*** SELECTED EXCERPT Section Begins ***

= Dorsal tegmental nucleus =

The dorsal tegmental nucleus (DTN), also known as dorsal tegmental nucleus of Gudden, is a group of neurons located in the brainstem, which are involved in spatial navigation and orientation.

== Anatomy ==
The dorsal tegmental nucleus is located in the brain stem near the midline. Two nuclei exist in both hemispheres. The DTN is generally subdivided into four parts called partes centralis, ventromedialis, anterior, and posterior.

DTN contains a dense population of GABAergic cells. In the rat, few also express calbindin (CB) or calretinin (CR). Many of the DTN GABAergic cells do express parvalbumin (PV) with the densest expression in the pars ventralis portion. DTN neurons in rats contain small number of neuropeptide Y positive (NPY) neurons implicating a role in hunger and feeding. In rats, the DTN contains a small number of enkephalin, substance p, and glutamatergic neurons which project to mammillary.

=== Circuitry ===
As part of the Papez circuit, the DTN receives input from habenula neurons and lateral mammillary neurons. DTN especially the central part of the DTN receives projections from the G-protein coupled receptor GPR151 containing habenula neurons.

*** SELECTED EXCERPT Section Ends ***
*** ENTRIES PROVIDED Section Begins ***

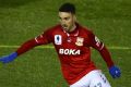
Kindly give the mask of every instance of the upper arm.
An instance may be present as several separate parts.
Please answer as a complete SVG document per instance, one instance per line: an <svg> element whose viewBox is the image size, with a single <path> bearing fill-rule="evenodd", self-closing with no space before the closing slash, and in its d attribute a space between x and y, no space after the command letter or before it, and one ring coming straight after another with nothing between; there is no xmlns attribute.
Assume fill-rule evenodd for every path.
<svg viewBox="0 0 131 87"><path fill-rule="evenodd" d="M103 50L104 48L104 44L93 33L88 34L88 44L91 47L95 48L98 51Z"/></svg>

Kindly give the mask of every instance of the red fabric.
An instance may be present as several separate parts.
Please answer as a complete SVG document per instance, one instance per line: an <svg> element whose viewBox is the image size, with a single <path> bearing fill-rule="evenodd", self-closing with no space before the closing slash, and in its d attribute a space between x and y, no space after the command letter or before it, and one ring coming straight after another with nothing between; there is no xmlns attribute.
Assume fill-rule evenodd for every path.
<svg viewBox="0 0 131 87"><path fill-rule="evenodd" d="M87 28L76 24L72 33L67 33L57 25L38 37L26 41L17 49L19 55L29 49L52 42L59 55L61 71L66 80L71 85L88 72L96 70L91 60L91 47L98 50L108 67L114 65L110 54L104 44Z"/></svg>

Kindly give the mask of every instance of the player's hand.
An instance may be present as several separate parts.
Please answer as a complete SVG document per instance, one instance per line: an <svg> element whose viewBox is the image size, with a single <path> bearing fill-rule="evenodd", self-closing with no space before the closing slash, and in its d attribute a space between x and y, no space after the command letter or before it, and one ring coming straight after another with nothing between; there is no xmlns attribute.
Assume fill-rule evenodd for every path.
<svg viewBox="0 0 131 87"><path fill-rule="evenodd" d="M0 62L2 62L2 63L9 63L9 62L12 62L16 57L17 57L17 53L13 52L13 53L11 53L9 55L0 58Z"/></svg>
<svg viewBox="0 0 131 87"><path fill-rule="evenodd" d="M115 65L109 69L109 73L112 76L112 78L118 78L121 75L120 69Z"/></svg>

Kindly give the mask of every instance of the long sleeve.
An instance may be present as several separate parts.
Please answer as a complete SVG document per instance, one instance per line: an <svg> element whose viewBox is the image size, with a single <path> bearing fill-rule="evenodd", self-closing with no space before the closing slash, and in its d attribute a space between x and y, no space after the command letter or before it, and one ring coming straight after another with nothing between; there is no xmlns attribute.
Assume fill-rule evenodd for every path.
<svg viewBox="0 0 131 87"><path fill-rule="evenodd" d="M93 33L88 35L88 39L90 46L98 50L102 58L107 63L108 69L114 65L114 62L106 46Z"/></svg>

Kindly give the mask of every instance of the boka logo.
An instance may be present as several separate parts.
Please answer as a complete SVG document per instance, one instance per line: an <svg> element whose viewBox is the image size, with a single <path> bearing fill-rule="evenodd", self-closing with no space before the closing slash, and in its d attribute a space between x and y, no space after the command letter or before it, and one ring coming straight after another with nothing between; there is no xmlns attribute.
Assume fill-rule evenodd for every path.
<svg viewBox="0 0 131 87"><path fill-rule="evenodd" d="M62 44L61 35L55 35L55 44L56 45L61 45Z"/></svg>
<svg viewBox="0 0 131 87"><path fill-rule="evenodd" d="M83 46L83 42L84 42L84 38L78 37L75 45L76 46Z"/></svg>

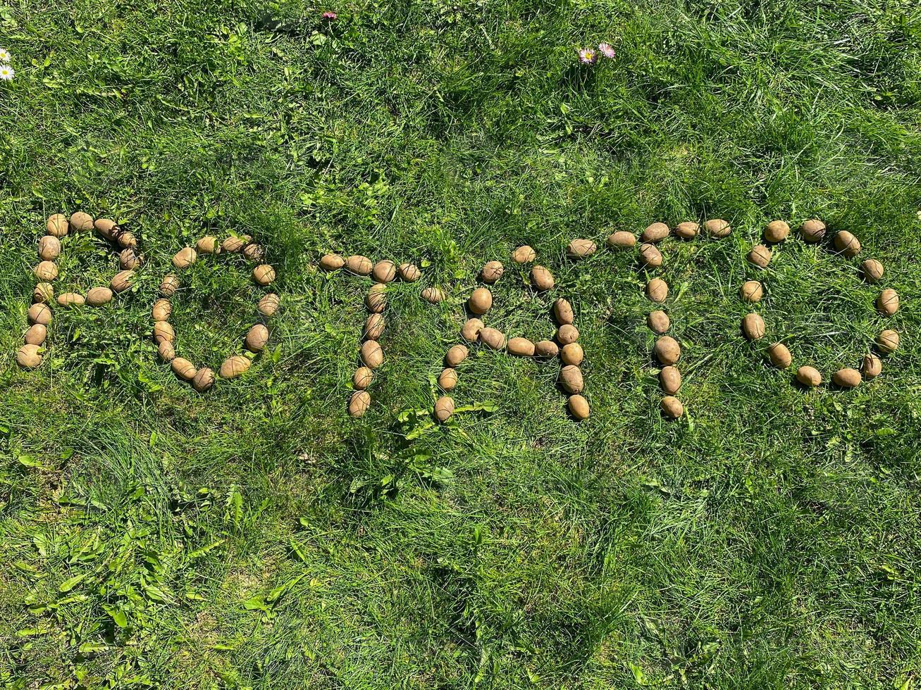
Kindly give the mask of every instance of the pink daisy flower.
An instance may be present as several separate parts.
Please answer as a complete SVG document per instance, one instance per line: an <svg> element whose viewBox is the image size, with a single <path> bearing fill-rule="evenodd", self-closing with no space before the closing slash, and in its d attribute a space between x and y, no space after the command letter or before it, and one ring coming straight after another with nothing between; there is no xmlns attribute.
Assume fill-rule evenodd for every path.
<svg viewBox="0 0 921 690"><path fill-rule="evenodd" d="M598 53L595 52L594 48L579 48L578 61L582 64L594 64L596 60L598 60Z"/></svg>

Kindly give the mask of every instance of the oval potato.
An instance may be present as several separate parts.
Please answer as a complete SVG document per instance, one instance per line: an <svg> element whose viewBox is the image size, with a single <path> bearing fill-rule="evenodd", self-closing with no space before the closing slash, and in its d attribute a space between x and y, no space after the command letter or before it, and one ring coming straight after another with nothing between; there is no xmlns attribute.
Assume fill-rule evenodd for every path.
<svg viewBox="0 0 921 690"><path fill-rule="evenodd" d="M508 339L508 344L506 346L508 351L508 354L516 355L517 357L533 357L534 356L534 343L529 340L527 338L511 338Z"/></svg>
<svg viewBox="0 0 921 690"><path fill-rule="evenodd" d="M452 414L454 414L454 400L448 396L442 396L435 403L435 419L444 423Z"/></svg>
<svg viewBox="0 0 921 690"><path fill-rule="evenodd" d="M112 300L112 291L105 287L91 288L87 293L87 304L90 306L102 306Z"/></svg>
<svg viewBox="0 0 921 690"><path fill-rule="evenodd" d="M669 236L670 234L669 226L664 223L653 223L651 225L647 225L643 234L640 235L639 239L641 242L656 243L661 242L663 239Z"/></svg>
<svg viewBox="0 0 921 690"><path fill-rule="evenodd" d="M482 316L493 305L493 293L487 288L477 288L467 300L467 308L473 314Z"/></svg>
<svg viewBox="0 0 921 690"><path fill-rule="evenodd" d="M665 333L671 328L671 321L669 318L669 315L661 310L649 312L646 317L646 324L653 333L658 333L659 335Z"/></svg>
<svg viewBox="0 0 921 690"><path fill-rule="evenodd" d="M262 324L256 324L246 332L244 345L251 352L261 352L269 341L269 329Z"/></svg>
<svg viewBox="0 0 921 690"><path fill-rule="evenodd" d="M566 406L569 408L569 414L571 414L576 420L582 421L583 420L589 419L589 414L590 412L589 401L582 396L578 394L569 396L569 400L566 402Z"/></svg>
<svg viewBox="0 0 921 690"><path fill-rule="evenodd" d="M236 378L247 372L250 365L252 362L250 362L249 357L244 357L241 354L235 354L232 357L227 357L221 363L221 368L218 370L217 374L221 378Z"/></svg>
<svg viewBox="0 0 921 690"><path fill-rule="evenodd" d="M797 381L805 386L814 388L822 384L822 374L813 366L801 366L797 369Z"/></svg>
<svg viewBox="0 0 921 690"><path fill-rule="evenodd" d="M484 282L492 285L502 277L505 270L505 267L501 261L486 261L480 270L480 279Z"/></svg>
<svg viewBox="0 0 921 690"><path fill-rule="evenodd" d="M365 340L361 345L361 361L368 369L384 363L384 350L377 340Z"/></svg>
<svg viewBox="0 0 921 690"><path fill-rule="evenodd" d="M764 319L761 317L760 314L752 312L745 315L745 318L742 319L742 333L747 339L757 340L759 338L764 338L766 331Z"/></svg>

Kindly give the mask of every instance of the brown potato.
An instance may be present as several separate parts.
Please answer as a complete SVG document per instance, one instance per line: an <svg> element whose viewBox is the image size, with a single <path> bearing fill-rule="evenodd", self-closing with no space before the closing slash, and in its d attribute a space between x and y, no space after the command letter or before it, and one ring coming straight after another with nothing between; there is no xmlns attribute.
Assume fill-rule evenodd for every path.
<svg viewBox="0 0 921 690"><path fill-rule="evenodd" d="M449 367L442 369L441 374L438 374L438 385L443 390L453 390L457 385L458 373Z"/></svg>
<svg viewBox="0 0 921 690"><path fill-rule="evenodd" d="M566 246L566 256L570 259L585 259L598 250L598 245L590 239L574 239Z"/></svg>
<svg viewBox="0 0 921 690"><path fill-rule="evenodd" d="M392 282L397 277L397 265L384 259L378 261L371 269L371 278L377 282Z"/></svg>
<svg viewBox="0 0 921 690"><path fill-rule="evenodd" d="M244 357L241 354L235 354L224 360L221 368L217 372L217 375L221 378L236 378L246 374L251 363L248 357Z"/></svg>
<svg viewBox="0 0 921 690"><path fill-rule="evenodd" d="M799 236L806 242L821 242L825 236L825 224L817 218L806 221L799 226Z"/></svg>
<svg viewBox="0 0 921 690"><path fill-rule="evenodd" d="M352 385L356 390L365 390L374 380L374 372L367 366L359 366L352 374Z"/></svg>
<svg viewBox="0 0 921 690"><path fill-rule="evenodd" d="M345 265L345 259L338 254L324 254L320 258L320 268L323 270L338 270Z"/></svg>
<svg viewBox="0 0 921 690"><path fill-rule="evenodd" d="M665 302L669 296L669 283L661 278L653 278L646 284L646 296L653 302Z"/></svg>
<svg viewBox="0 0 921 690"><path fill-rule="evenodd" d="M57 278L57 266L52 261L40 261L39 265L32 269L35 277L40 281L48 282Z"/></svg>
<svg viewBox="0 0 921 690"><path fill-rule="evenodd" d="M639 239L640 242L655 244L668 237L670 232L669 226L664 223L653 223L651 225L647 226L643 234L639 236Z"/></svg>
<svg viewBox="0 0 921 690"><path fill-rule="evenodd" d="M514 354L517 357L534 356L534 343L527 338L509 339L506 349L508 351L508 354Z"/></svg>
<svg viewBox="0 0 921 690"><path fill-rule="evenodd" d="M119 237L121 242L121 237ZM199 254L220 254L221 253L221 243L211 235L205 235L204 237L195 243L195 250ZM208 371L211 371L210 369Z"/></svg>
<svg viewBox="0 0 921 690"><path fill-rule="evenodd" d="M23 345L16 351L16 362L23 369L34 369L37 367L41 363L41 355L39 354L39 346L30 345L29 343Z"/></svg>
<svg viewBox="0 0 921 690"><path fill-rule="evenodd" d="M54 299L54 288L50 282L40 282L32 291L32 302L51 302Z"/></svg>
<svg viewBox="0 0 921 690"><path fill-rule="evenodd" d="M278 311L279 305L281 305L279 296L274 293L269 293L262 295L262 298L259 300L259 304L256 305L256 308L263 316L274 316L275 312Z"/></svg>
<svg viewBox="0 0 921 690"><path fill-rule="evenodd" d="M382 282L371 285L365 296L365 306L375 314L380 314L387 308L387 287Z"/></svg>
<svg viewBox="0 0 921 690"><path fill-rule="evenodd" d="M644 269L658 269L662 265L662 252L655 245L640 245L639 264Z"/></svg>
<svg viewBox="0 0 921 690"><path fill-rule="evenodd" d="M480 342L491 350L502 350L506 346L506 335L487 327L480 331Z"/></svg>
<svg viewBox="0 0 921 690"><path fill-rule="evenodd" d="M666 395L675 395L682 387L682 373L678 371L678 367L662 367L662 371L659 373L659 385Z"/></svg>
<svg viewBox="0 0 921 690"><path fill-rule="evenodd" d="M466 345L454 345L449 349L448 353L445 355L445 363L450 367L456 367L461 362L467 359L467 354L470 352L467 350Z"/></svg>
<svg viewBox="0 0 921 690"><path fill-rule="evenodd" d="M564 364L573 364L574 366L578 366L582 363L582 360L585 358L585 352L582 351L582 346L577 342L570 342L563 346L563 350L560 351L560 359L563 361Z"/></svg>
<svg viewBox="0 0 921 690"><path fill-rule="evenodd" d="M125 230L120 230L115 235L115 240L118 242L119 247L125 249L134 249L137 247L137 237L134 236L134 233L129 233Z"/></svg>
<svg viewBox="0 0 921 690"><path fill-rule="evenodd" d="M345 259L345 268L356 275L371 275L374 264L371 263L371 259L367 257L356 254Z"/></svg>
<svg viewBox="0 0 921 690"><path fill-rule="evenodd" d="M523 245L512 252L512 260L515 263L530 263L535 259L537 252L528 245Z"/></svg>
<svg viewBox="0 0 921 690"><path fill-rule="evenodd" d="M435 403L435 419L444 423L452 414L454 414L454 400L448 396L442 396Z"/></svg>
<svg viewBox="0 0 921 690"><path fill-rule="evenodd" d="M413 263L402 263L398 269L400 277L406 282L415 282L422 278L422 271L419 267Z"/></svg>
<svg viewBox="0 0 921 690"><path fill-rule="evenodd" d="M431 302L433 305L437 305L445 299L445 293L441 288L428 287L422 291L422 298L426 302Z"/></svg>
<svg viewBox="0 0 921 690"><path fill-rule="evenodd" d="M27 345L41 345L48 338L48 327L43 324L32 324L23 338Z"/></svg>
<svg viewBox="0 0 921 690"><path fill-rule="evenodd" d="M662 336L656 340L653 351L663 364L674 364L682 358L682 347L671 336Z"/></svg>
<svg viewBox="0 0 921 690"><path fill-rule="evenodd" d="M480 319L468 318L460 328L460 337L472 342L480 337L480 331L484 328L485 325Z"/></svg>
<svg viewBox="0 0 921 690"><path fill-rule="evenodd" d="M195 377L195 374L198 373L195 365L183 357L174 357L173 361L169 362L169 366L172 367L173 374L183 381L192 381Z"/></svg>
<svg viewBox="0 0 921 690"><path fill-rule="evenodd" d="M556 331L556 341L560 345L568 345L578 339L578 328L572 324L563 324Z"/></svg>
<svg viewBox="0 0 921 690"><path fill-rule="evenodd" d="M646 317L646 324L653 333L659 333L659 335L671 328L671 321L669 319L669 315L663 311L649 312L649 315Z"/></svg>
<svg viewBox="0 0 921 690"><path fill-rule="evenodd" d="M176 331L173 330L169 321L157 321L154 323L154 342L159 345L164 340L170 343L175 342Z"/></svg>
<svg viewBox="0 0 921 690"><path fill-rule="evenodd" d="M58 295L57 303L60 306L82 306L87 298L78 293L63 293Z"/></svg>
<svg viewBox="0 0 921 690"><path fill-rule="evenodd" d="M172 362L176 359L176 349L169 340L161 340L157 346L157 353L164 362Z"/></svg>
<svg viewBox="0 0 921 690"><path fill-rule="evenodd" d="M93 227L96 228L96 232L110 240L115 239L115 234L118 232L118 224L111 218L97 218Z"/></svg>
<svg viewBox="0 0 921 690"><path fill-rule="evenodd" d="M45 229L52 237L63 237L67 234L67 219L61 213L54 213L48 217Z"/></svg>
<svg viewBox="0 0 921 690"><path fill-rule="evenodd" d="M886 288L876 300L876 308L880 314L892 316L899 310L899 293L892 288Z"/></svg>
<svg viewBox="0 0 921 690"><path fill-rule="evenodd" d="M880 352L892 354L899 349L899 334L891 328L882 331L876 338L876 346Z"/></svg>
<svg viewBox="0 0 921 690"><path fill-rule="evenodd" d="M102 306L103 305L108 305L111 302L111 299L112 291L109 288L91 288L90 291L87 293L87 304L90 306Z"/></svg>
<svg viewBox="0 0 921 690"><path fill-rule="evenodd" d="M879 282L885 272L882 263L877 261L875 259L868 259L860 264L860 270L863 271L864 280L867 282Z"/></svg>
<svg viewBox="0 0 921 690"><path fill-rule="evenodd" d="M834 248L845 257L856 257L860 253L860 240L853 233L839 230L834 234Z"/></svg>
<svg viewBox="0 0 921 690"><path fill-rule="evenodd" d="M244 345L251 352L261 352L269 342L269 329L262 324L256 324L246 332Z"/></svg>
<svg viewBox="0 0 921 690"><path fill-rule="evenodd" d="M141 258L132 248L122 249L118 255L118 262L122 270L129 270L141 265Z"/></svg>
<svg viewBox="0 0 921 690"><path fill-rule="evenodd" d="M387 327L387 319L383 314L371 314L365 321L365 330L362 338L367 340L379 340Z"/></svg>
<svg viewBox="0 0 921 690"><path fill-rule="evenodd" d="M93 216L77 211L70 217L70 229L75 233L85 233L93 229Z"/></svg>
<svg viewBox="0 0 921 690"><path fill-rule="evenodd" d="M119 271L114 275L114 277L112 277L111 282L109 283L109 287L111 288L112 292L123 293L131 287L134 277L134 270Z"/></svg>
<svg viewBox="0 0 921 690"><path fill-rule="evenodd" d="M214 385L215 373L206 366L203 366L195 372L195 375L192 376L192 387L199 393L204 393L204 391L210 390L211 386Z"/></svg>
<svg viewBox="0 0 921 690"><path fill-rule="evenodd" d="M758 281L745 281L739 288L739 296L745 302L761 302L764 290Z"/></svg>
<svg viewBox="0 0 921 690"><path fill-rule="evenodd" d="M501 261L486 261L480 270L480 279L484 282L492 285L502 277L505 270L505 267Z"/></svg>
<svg viewBox="0 0 921 690"><path fill-rule="evenodd" d="M361 417L371 408L371 394L358 390L352 394L348 401L348 413L352 417Z"/></svg>
<svg viewBox="0 0 921 690"><path fill-rule="evenodd" d="M571 414L575 419L579 421L589 419L589 401L582 396L577 394L575 396L569 396L569 400L566 405L569 408L569 414Z"/></svg>
<svg viewBox="0 0 921 690"><path fill-rule="evenodd" d="M467 300L467 308L473 314L484 315L493 305L493 293L487 288L477 288Z"/></svg>
<svg viewBox="0 0 921 690"><path fill-rule="evenodd" d="M53 261L61 256L61 240L53 235L46 235L39 240L39 259Z"/></svg>
<svg viewBox="0 0 921 690"><path fill-rule="evenodd" d="M635 247L635 245L636 237L633 233L628 233L626 230L618 230L616 233L612 233L608 236L608 247L612 249Z"/></svg>
<svg viewBox="0 0 921 690"><path fill-rule="evenodd" d="M160 282L160 294L164 297L172 297L179 290L179 278L174 275L166 275Z"/></svg>
<svg viewBox="0 0 921 690"><path fill-rule="evenodd" d="M43 302L36 302L29 307L29 323L48 326L52 322L52 310Z"/></svg>
<svg viewBox="0 0 921 690"><path fill-rule="evenodd" d="M860 365L860 373L863 374L863 377L868 381L871 378L876 378L882 374L882 360L875 354L864 355L863 363Z"/></svg>
<svg viewBox="0 0 921 690"><path fill-rule="evenodd" d="M759 338L764 338L765 332L767 332L767 328L764 327L764 319L761 317L761 315L753 312L745 315L745 318L742 319L742 333L747 339L757 340Z"/></svg>
<svg viewBox="0 0 921 690"><path fill-rule="evenodd" d="M662 413L672 420L677 420L684 414L684 406L674 396L666 396L659 405Z"/></svg>
<svg viewBox="0 0 921 690"><path fill-rule="evenodd" d="M265 250L262 248L262 245L251 242L243 247L243 256L251 261L262 261L262 257L265 256Z"/></svg>
<svg viewBox="0 0 921 690"><path fill-rule="evenodd" d="M764 227L764 241L776 245L786 240L790 235L790 226L786 221L771 221Z"/></svg>
<svg viewBox="0 0 921 690"><path fill-rule="evenodd" d="M530 270L530 285L540 293L554 287L554 274L542 266L535 266Z"/></svg>
<svg viewBox="0 0 921 690"><path fill-rule="evenodd" d="M777 369L786 369L793 362L793 355L790 354L789 348L782 342L775 342L769 347L767 356L771 359L771 363Z"/></svg>
<svg viewBox="0 0 921 690"><path fill-rule="evenodd" d="M832 375L832 383L839 388L856 388L860 385L860 372L857 369L839 369Z"/></svg>
<svg viewBox="0 0 921 690"><path fill-rule="evenodd" d="M198 252L191 247L184 247L173 255L172 263L177 269L188 269L198 260Z"/></svg>
<svg viewBox="0 0 921 690"><path fill-rule="evenodd" d="M262 287L270 285L275 280L275 270L267 263L261 263L252 270L252 280Z"/></svg>
<svg viewBox="0 0 921 690"><path fill-rule="evenodd" d="M560 369L559 384L566 393L581 393L585 388L582 370L575 364L566 364Z"/></svg>
<svg viewBox="0 0 921 690"><path fill-rule="evenodd" d="M573 314L572 305L562 297L555 300L554 302L554 318L561 326L574 323L576 321L576 315Z"/></svg>
<svg viewBox="0 0 921 690"><path fill-rule="evenodd" d="M555 357L560 353L559 346L553 340L541 340L540 342L534 343L534 356L535 357Z"/></svg>
<svg viewBox="0 0 921 690"><path fill-rule="evenodd" d="M239 251L242 251L243 247L251 242L252 242L252 237L249 235L240 235L239 236L231 235L221 242L221 250L236 254Z"/></svg>
<svg viewBox="0 0 921 690"><path fill-rule="evenodd" d="M722 218L714 218L704 224L704 229L711 237L726 237L732 232L732 227Z"/></svg>
<svg viewBox="0 0 921 690"><path fill-rule="evenodd" d="M361 361L368 369L384 363L384 350L377 340L365 340L361 345Z"/></svg>
<svg viewBox="0 0 921 690"><path fill-rule="evenodd" d="M815 367L801 366L797 369L797 381L810 388L814 388L822 384L822 374Z"/></svg>
<svg viewBox="0 0 921 690"><path fill-rule="evenodd" d="M757 245L752 247L752 251L748 253L748 259L750 263L758 268L766 269L767 265L771 263L771 250L764 245Z"/></svg>

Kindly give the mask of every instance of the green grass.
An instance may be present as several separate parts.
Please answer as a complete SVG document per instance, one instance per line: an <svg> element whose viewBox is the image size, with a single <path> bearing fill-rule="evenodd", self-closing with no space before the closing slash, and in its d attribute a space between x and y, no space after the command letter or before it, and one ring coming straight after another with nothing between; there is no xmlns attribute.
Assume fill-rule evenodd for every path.
<svg viewBox="0 0 921 690"><path fill-rule="evenodd" d="M332 25L323 10L339 14ZM575 49L617 57L579 68ZM897 688L921 684L921 10L857 3L441 0L0 6L0 680L15 688ZM137 286L56 312L14 362L44 218L139 236ZM667 240L683 347L670 422L629 253L573 237L723 217ZM887 268L764 224L825 219ZM251 233L278 270L270 351L200 396L160 364L169 257ZM507 257L533 246L577 311L590 419L555 365L474 351L428 426L482 264L488 320L545 338ZM327 251L426 265L395 285L385 365L345 413L367 282ZM70 237L59 291L114 272ZM203 261L181 353L219 365L259 291ZM803 391L738 330L761 274L769 339L826 375L882 328L853 391ZM197 326L196 326L197 325ZM495 410L490 405L495 402Z"/></svg>

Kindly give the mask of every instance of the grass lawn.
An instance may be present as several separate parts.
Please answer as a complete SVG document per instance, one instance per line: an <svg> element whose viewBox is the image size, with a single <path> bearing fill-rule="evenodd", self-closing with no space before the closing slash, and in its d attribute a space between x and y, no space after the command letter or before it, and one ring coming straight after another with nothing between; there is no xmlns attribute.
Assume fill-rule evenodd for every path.
<svg viewBox="0 0 921 690"><path fill-rule="evenodd" d="M600 41L615 57L580 65ZM4 687L921 687L915 0L35 0L0 6L0 46ZM37 243L77 210L130 227L145 264L109 306L56 309L26 371ZM746 262L768 221L815 217L861 255L794 230ZM732 233L666 239L655 273L682 348L669 420L635 252L565 248L708 218ZM150 307L177 250L229 233L265 247L281 309L202 395L157 359ZM552 294L509 260L523 244ZM357 420L370 281L319 270L327 252L424 272L389 291ZM427 421L489 259L509 336L552 337L572 302L586 421L556 364L475 346L468 409ZM56 289L117 263L68 236ZM240 350L250 269L183 273L196 364ZM792 383L890 328L879 378ZM778 340L794 369L766 361Z"/></svg>

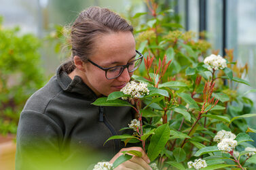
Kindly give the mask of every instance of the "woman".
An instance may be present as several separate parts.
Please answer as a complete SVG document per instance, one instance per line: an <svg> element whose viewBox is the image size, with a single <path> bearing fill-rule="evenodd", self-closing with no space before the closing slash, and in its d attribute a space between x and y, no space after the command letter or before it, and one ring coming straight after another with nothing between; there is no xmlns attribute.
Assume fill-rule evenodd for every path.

*** ENTRIES PROVIDED Section Ends ***

*INSTRUCTIONS*.
**A.** According to the text on the dorsal tegmental nucleus, what four parts is the DTN generally subdivided into?
**B.** From the text on the dorsal tegmental nucleus, return the passage between "DTN contains a dense" and "project to mammillary.", inclusive, copied word for word.
The records are separate material, unrelated to the text on the dorsal tegmental nucleus.

*ANSWERS FOR THE EXERCISE*.
**A.** The partes centralis, ventromedialis, anterior, and posterior.

**B.**
DTN contains a dense population of GABAergic cells. In the rat, few also express calbindin (CB) or calretinin (CR). Many of the DTN GABAergic cells do express parvalbumin (PV) with the densest expression in the pars ventralis portion. DTN neurons in rats contain small number of neuropeptide Y positive (NPY) neurons implicating a role in hunger and feeding. In rats, the DTN contains a small number of enkephalin, substance p, and glutamatergic neurons which project to mammillary.